Point annotation dataset records

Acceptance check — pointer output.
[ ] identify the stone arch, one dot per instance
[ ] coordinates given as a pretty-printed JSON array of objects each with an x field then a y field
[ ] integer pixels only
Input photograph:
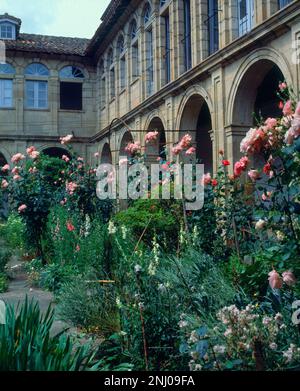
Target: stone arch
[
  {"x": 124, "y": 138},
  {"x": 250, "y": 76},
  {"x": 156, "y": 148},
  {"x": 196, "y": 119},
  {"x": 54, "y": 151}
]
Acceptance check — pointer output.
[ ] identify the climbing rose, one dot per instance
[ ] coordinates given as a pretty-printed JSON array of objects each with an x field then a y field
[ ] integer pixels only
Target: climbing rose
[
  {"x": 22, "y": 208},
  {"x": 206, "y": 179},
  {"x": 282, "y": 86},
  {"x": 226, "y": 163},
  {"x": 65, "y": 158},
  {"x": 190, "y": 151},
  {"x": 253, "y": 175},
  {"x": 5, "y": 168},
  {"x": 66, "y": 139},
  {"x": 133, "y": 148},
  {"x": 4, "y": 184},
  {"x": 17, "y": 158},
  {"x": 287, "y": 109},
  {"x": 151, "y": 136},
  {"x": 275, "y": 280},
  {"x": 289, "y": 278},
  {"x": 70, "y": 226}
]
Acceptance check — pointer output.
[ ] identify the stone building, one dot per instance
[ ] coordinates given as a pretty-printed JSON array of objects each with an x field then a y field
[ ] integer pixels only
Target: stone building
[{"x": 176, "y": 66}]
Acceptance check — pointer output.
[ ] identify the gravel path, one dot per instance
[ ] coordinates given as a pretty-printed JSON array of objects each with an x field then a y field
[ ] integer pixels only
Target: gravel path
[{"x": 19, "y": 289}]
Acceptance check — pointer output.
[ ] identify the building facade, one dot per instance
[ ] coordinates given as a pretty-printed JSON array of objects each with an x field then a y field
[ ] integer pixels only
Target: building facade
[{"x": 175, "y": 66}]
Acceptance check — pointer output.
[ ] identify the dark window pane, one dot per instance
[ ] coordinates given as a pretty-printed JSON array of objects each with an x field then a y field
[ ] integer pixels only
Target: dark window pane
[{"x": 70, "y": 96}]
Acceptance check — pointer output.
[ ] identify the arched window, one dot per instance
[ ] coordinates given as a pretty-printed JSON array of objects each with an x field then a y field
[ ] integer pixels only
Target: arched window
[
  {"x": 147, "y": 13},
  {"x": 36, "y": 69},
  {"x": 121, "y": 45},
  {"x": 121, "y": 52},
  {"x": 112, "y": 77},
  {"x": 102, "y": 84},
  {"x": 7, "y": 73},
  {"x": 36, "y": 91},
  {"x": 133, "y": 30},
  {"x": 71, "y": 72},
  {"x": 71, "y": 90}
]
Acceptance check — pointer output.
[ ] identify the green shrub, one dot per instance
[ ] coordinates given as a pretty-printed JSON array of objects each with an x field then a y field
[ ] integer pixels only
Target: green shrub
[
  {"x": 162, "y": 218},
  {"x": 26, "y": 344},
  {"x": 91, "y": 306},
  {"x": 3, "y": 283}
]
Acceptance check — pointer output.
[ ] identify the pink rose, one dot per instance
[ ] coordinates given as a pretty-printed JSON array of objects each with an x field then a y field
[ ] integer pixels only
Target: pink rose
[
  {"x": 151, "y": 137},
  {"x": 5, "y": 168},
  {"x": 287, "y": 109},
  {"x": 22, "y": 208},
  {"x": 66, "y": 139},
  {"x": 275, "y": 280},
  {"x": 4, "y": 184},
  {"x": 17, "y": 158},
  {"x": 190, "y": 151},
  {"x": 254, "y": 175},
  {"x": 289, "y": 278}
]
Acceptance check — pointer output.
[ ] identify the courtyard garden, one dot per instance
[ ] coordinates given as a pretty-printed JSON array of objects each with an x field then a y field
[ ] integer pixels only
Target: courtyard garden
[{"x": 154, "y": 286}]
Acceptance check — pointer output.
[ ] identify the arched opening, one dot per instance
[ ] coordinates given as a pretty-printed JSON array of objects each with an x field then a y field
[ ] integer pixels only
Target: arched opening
--
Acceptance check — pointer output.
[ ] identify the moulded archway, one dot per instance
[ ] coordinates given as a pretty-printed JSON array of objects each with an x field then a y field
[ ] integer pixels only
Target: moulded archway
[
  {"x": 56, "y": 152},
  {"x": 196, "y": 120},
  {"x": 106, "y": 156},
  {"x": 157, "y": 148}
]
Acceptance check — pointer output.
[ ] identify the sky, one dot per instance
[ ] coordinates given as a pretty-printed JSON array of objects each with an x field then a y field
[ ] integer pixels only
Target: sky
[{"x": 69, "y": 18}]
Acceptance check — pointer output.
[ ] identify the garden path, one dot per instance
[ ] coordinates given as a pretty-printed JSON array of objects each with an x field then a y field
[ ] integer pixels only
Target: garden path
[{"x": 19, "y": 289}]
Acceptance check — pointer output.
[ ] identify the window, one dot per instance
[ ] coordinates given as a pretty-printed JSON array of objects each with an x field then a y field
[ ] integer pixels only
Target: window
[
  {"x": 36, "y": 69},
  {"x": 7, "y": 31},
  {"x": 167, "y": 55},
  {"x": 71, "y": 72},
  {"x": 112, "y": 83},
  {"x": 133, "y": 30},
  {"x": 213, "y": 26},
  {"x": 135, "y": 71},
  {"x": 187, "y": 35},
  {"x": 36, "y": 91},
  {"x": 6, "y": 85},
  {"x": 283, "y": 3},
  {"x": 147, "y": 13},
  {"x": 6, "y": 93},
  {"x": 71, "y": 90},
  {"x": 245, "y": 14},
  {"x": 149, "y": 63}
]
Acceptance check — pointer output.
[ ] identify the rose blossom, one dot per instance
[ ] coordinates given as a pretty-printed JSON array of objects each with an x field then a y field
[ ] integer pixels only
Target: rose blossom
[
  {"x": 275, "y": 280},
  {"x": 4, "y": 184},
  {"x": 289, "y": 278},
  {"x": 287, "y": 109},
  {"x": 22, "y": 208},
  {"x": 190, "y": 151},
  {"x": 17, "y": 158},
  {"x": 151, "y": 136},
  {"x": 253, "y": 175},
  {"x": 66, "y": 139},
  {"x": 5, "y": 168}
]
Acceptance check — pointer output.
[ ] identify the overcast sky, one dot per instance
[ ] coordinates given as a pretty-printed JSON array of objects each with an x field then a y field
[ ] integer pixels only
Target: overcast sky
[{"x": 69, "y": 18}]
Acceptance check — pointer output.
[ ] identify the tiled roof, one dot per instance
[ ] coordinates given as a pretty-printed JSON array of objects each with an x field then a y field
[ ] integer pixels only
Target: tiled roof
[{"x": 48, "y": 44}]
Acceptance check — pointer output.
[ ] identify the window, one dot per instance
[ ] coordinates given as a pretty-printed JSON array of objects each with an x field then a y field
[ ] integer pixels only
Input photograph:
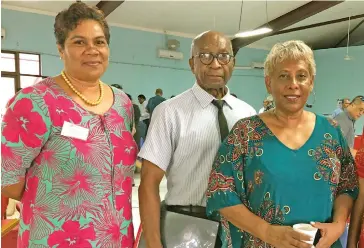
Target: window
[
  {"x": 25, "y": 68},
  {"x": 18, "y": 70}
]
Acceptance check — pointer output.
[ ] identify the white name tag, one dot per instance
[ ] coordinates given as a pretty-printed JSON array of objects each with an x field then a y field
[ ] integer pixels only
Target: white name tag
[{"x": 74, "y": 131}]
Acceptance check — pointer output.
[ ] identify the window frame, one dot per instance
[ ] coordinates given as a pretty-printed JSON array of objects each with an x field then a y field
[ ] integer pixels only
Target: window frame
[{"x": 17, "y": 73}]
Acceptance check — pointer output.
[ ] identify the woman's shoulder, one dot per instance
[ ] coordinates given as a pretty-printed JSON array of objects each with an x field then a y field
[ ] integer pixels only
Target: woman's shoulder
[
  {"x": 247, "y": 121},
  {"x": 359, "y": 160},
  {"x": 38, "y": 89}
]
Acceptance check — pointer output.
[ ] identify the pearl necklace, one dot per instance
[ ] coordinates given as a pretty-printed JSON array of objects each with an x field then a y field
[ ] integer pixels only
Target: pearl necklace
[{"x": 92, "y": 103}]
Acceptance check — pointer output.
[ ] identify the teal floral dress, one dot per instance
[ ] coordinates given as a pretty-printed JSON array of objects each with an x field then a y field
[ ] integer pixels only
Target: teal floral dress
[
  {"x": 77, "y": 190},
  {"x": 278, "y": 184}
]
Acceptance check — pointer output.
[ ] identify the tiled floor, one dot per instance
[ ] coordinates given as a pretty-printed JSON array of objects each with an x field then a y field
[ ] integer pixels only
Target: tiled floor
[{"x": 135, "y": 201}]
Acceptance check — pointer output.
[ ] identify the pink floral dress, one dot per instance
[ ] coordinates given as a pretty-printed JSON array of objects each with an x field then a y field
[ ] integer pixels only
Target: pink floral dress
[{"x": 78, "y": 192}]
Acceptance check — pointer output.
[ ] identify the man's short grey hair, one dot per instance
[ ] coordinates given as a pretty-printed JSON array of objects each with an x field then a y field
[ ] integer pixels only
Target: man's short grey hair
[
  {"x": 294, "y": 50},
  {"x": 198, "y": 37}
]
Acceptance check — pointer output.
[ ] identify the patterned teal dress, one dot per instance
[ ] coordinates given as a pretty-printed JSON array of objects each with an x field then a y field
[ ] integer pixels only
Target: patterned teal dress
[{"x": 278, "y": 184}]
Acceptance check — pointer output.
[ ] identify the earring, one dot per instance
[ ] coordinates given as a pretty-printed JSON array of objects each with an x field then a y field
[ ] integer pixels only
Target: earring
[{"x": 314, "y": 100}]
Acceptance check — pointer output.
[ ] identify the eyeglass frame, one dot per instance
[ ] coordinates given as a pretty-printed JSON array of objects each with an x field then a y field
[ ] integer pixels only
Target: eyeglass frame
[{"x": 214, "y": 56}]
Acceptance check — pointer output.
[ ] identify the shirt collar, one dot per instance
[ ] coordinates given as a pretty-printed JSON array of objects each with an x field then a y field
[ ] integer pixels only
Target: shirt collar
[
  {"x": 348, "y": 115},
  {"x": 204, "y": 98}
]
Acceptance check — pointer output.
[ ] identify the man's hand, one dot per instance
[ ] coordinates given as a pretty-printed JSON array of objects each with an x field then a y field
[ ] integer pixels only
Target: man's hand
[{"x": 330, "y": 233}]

- _EXERCISE INSTRUCTIONS_: Report every line above that contains the word "tiled".

- _REPLY TO THE TASK_:
[ ] identify the tiled roof, one dot per instance
Target: tiled roof
[ ] identify the tiled floor, one dot per instance
Target: tiled floor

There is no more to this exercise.